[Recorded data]
▽

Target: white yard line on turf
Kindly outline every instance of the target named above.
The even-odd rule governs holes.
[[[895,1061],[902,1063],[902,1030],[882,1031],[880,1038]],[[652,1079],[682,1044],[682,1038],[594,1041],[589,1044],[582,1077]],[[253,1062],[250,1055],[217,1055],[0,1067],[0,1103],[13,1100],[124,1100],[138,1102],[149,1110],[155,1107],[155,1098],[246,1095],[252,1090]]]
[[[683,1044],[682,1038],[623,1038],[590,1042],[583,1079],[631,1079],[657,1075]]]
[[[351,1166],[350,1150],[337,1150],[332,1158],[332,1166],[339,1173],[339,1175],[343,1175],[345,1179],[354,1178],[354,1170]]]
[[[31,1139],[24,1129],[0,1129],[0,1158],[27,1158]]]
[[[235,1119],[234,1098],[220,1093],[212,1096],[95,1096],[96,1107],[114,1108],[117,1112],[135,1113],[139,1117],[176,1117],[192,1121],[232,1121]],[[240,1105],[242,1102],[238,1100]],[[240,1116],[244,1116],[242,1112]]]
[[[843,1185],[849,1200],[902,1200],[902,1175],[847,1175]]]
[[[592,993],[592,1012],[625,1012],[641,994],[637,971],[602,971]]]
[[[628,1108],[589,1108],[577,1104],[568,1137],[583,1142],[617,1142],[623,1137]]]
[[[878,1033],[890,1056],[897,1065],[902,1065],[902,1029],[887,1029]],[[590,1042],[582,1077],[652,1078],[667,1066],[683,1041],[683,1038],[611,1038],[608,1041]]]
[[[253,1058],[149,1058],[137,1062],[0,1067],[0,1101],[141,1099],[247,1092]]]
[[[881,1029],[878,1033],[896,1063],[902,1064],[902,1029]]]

△

Your objective —
The answer is the full set of records, printed exactly as given.

Written reply —
Target: white yard line on turf
Kindly outline every instance of the target named above.
The even-odd rule governs holes.
[[[895,1061],[902,1063],[902,1030],[882,1031],[880,1038]],[[652,1079],[682,1044],[682,1038],[594,1041],[589,1044],[582,1077]],[[253,1062],[250,1055],[217,1055],[0,1067],[0,1103],[13,1100],[124,1100],[138,1102],[149,1110],[155,1107],[155,1098],[246,1095],[252,1090]]]
[[[683,1044],[682,1038],[623,1038],[590,1042],[583,1079],[631,1079],[657,1075]]]
[[[351,1166],[350,1150],[337,1150],[332,1158],[332,1166],[339,1173],[339,1175],[343,1175],[345,1179],[354,1178],[354,1170]]]
[[[31,1139],[24,1129],[0,1129],[0,1158],[27,1158]]]
[[[235,1119],[234,1098],[220,1093],[212,1096],[95,1096],[96,1107],[114,1108],[117,1112],[135,1113],[139,1117],[176,1117],[192,1121],[232,1121]],[[240,1105],[242,1102],[238,1100]],[[240,1116],[244,1116],[242,1112]]]
[[[843,1185],[849,1200],[902,1200],[902,1175],[847,1175]]]
[[[592,993],[592,1012],[625,1012],[641,994],[637,971],[602,971]]]
[[[628,1108],[589,1108],[577,1104],[568,1137],[583,1142],[617,1142],[623,1137]]]
[[[878,1033],[890,1056],[897,1065],[902,1065],[902,1029],[887,1029]],[[590,1042],[582,1077],[652,1078],[667,1066],[683,1041],[683,1038],[611,1038],[608,1041]]]
[[[253,1058],[149,1058],[137,1062],[0,1067],[0,1101],[141,1099],[247,1092]]]
[[[881,1029],[878,1033],[896,1063],[902,1064],[902,1029]]]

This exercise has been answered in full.